**Task input:**
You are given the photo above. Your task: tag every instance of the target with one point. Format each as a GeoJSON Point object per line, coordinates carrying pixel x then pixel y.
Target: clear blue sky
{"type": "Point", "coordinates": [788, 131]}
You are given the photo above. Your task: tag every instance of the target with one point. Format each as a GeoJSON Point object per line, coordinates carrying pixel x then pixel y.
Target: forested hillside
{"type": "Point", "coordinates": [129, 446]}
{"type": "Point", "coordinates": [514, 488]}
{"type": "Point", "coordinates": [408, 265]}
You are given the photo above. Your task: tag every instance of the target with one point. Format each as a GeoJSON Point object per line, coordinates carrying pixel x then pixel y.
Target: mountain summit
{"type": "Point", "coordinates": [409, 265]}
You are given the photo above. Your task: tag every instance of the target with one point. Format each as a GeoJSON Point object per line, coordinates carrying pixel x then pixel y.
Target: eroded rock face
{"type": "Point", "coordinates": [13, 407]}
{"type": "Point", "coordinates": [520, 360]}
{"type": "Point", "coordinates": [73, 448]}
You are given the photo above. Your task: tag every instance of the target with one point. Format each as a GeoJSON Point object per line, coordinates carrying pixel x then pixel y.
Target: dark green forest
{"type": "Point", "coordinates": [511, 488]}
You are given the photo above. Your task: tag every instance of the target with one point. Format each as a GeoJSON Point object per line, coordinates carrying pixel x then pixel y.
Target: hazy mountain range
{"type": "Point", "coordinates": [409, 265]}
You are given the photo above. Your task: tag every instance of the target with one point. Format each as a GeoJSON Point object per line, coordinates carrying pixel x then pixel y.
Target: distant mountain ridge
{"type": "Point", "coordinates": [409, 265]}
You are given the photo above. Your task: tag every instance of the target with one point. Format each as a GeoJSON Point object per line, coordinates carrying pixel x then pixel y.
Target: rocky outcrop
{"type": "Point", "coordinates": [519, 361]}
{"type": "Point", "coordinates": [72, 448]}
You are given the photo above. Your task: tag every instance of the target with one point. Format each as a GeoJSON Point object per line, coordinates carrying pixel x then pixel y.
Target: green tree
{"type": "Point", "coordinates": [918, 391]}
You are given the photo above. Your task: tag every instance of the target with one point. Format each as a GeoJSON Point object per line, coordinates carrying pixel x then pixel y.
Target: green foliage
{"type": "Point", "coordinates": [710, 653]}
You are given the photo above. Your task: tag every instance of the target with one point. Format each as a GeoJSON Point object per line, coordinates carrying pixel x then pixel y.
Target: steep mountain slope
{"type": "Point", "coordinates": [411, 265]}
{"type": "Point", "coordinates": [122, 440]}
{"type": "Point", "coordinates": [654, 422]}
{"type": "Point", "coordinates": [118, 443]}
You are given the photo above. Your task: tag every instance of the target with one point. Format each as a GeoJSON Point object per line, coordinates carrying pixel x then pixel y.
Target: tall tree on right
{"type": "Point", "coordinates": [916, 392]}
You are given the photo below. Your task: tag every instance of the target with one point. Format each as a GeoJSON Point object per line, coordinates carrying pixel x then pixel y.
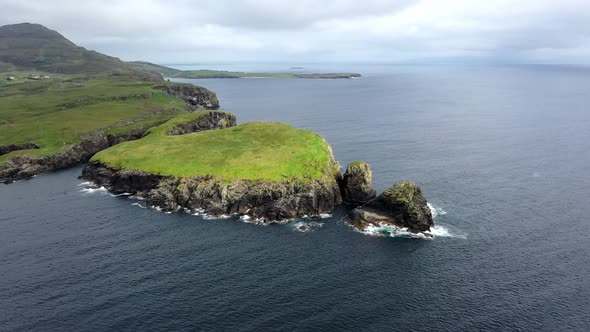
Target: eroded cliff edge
{"type": "Point", "coordinates": [24, 167]}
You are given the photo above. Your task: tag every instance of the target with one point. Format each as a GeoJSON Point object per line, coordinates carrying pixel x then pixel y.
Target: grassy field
{"type": "Point", "coordinates": [57, 112]}
{"type": "Point", "coordinates": [205, 73]}
{"type": "Point", "coordinates": [251, 151]}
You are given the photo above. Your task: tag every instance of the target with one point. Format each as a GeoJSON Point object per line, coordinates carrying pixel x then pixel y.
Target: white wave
{"type": "Point", "coordinates": [435, 210]}
{"type": "Point", "coordinates": [391, 231]}
{"type": "Point", "coordinates": [119, 195]}
{"type": "Point", "coordinates": [384, 230]}
{"type": "Point", "coordinates": [446, 231]}
{"type": "Point", "coordinates": [210, 217]}
{"type": "Point", "coordinates": [91, 190]}
{"type": "Point", "coordinates": [305, 226]}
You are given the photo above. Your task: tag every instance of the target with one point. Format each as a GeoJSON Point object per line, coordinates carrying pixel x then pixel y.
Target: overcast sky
{"type": "Point", "coordinates": [385, 31]}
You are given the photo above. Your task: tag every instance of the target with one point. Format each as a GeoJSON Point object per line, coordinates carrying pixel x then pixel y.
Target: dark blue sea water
{"type": "Point", "coordinates": [504, 151]}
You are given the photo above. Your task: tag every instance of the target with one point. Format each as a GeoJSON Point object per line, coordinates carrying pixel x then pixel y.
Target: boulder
{"type": "Point", "coordinates": [402, 205]}
{"type": "Point", "coordinates": [356, 184]}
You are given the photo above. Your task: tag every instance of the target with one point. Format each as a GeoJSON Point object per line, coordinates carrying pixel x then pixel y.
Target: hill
{"type": "Point", "coordinates": [28, 46]}
{"type": "Point", "coordinates": [207, 73]}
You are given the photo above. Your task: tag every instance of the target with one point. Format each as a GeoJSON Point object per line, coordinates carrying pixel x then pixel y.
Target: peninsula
{"type": "Point", "coordinates": [61, 105]}
{"type": "Point", "coordinates": [207, 73]}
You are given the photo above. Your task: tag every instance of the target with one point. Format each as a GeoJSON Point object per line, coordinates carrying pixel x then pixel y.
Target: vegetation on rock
{"type": "Point", "coordinates": [28, 46]}
{"type": "Point", "coordinates": [356, 183]}
{"type": "Point", "coordinates": [251, 151]}
{"type": "Point", "coordinates": [207, 73]}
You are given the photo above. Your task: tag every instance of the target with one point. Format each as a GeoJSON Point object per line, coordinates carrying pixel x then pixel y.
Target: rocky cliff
{"type": "Point", "coordinates": [402, 205]}
{"type": "Point", "coordinates": [268, 201]}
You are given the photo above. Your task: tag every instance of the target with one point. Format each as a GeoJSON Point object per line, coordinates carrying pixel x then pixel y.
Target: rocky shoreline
{"type": "Point", "coordinates": [265, 200]}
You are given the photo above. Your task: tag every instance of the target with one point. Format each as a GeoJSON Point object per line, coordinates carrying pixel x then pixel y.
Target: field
{"type": "Point", "coordinates": [205, 73]}
{"type": "Point", "coordinates": [251, 151]}
{"type": "Point", "coordinates": [57, 112]}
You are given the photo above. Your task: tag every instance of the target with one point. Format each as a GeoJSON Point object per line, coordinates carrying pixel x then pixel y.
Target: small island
{"type": "Point", "coordinates": [207, 73]}
{"type": "Point", "coordinates": [204, 161]}
{"type": "Point", "coordinates": [169, 143]}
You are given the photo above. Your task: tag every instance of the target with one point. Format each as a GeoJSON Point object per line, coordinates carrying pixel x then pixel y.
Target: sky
{"type": "Point", "coordinates": [367, 31]}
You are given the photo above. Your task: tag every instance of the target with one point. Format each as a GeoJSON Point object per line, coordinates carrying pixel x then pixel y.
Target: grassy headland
{"type": "Point", "coordinates": [251, 151]}
{"type": "Point", "coordinates": [206, 73]}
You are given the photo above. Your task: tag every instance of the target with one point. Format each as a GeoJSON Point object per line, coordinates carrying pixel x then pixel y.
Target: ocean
{"type": "Point", "coordinates": [502, 153]}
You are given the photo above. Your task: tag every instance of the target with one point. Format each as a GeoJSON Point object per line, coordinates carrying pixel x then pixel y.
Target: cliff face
{"type": "Point", "coordinates": [402, 205]}
{"type": "Point", "coordinates": [196, 97]}
{"type": "Point", "coordinates": [212, 120]}
{"type": "Point", "coordinates": [356, 184]}
{"type": "Point", "coordinates": [266, 200]}
{"type": "Point", "coordinates": [25, 167]}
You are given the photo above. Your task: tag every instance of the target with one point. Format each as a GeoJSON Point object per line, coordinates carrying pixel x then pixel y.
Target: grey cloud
{"type": "Point", "coordinates": [183, 31]}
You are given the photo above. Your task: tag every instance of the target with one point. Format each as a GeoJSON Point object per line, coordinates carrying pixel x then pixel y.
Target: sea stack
{"type": "Point", "coordinates": [402, 205]}
{"type": "Point", "coordinates": [356, 184]}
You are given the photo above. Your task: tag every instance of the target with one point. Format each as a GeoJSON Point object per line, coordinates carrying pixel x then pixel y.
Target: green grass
{"type": "Point", "coordinates": [206, 73]}
{"type": "Point", "coordinates": [55, 113]}
{"type": "Point", "coordinates": [251, 151]}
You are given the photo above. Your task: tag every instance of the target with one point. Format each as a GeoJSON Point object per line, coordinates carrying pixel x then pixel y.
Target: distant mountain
{"type": "Point", "coordinates": [34, 47]}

**Your task:** Extract the lines of the preceding material that run from the line with "Target: tall tree on right" through the line with "You are given the photo below.", inclusive, reproducing them exactly and adding nothing.

**Output of the task:**
Target: tall tree on right
{"type": "Point", "coordinates": [916, 392]}
You are given the photo below. Your task: tag every instance of the target with one point. Format each as a GeoJSON Point object per line, coordinates carrying pixel x then pixel y.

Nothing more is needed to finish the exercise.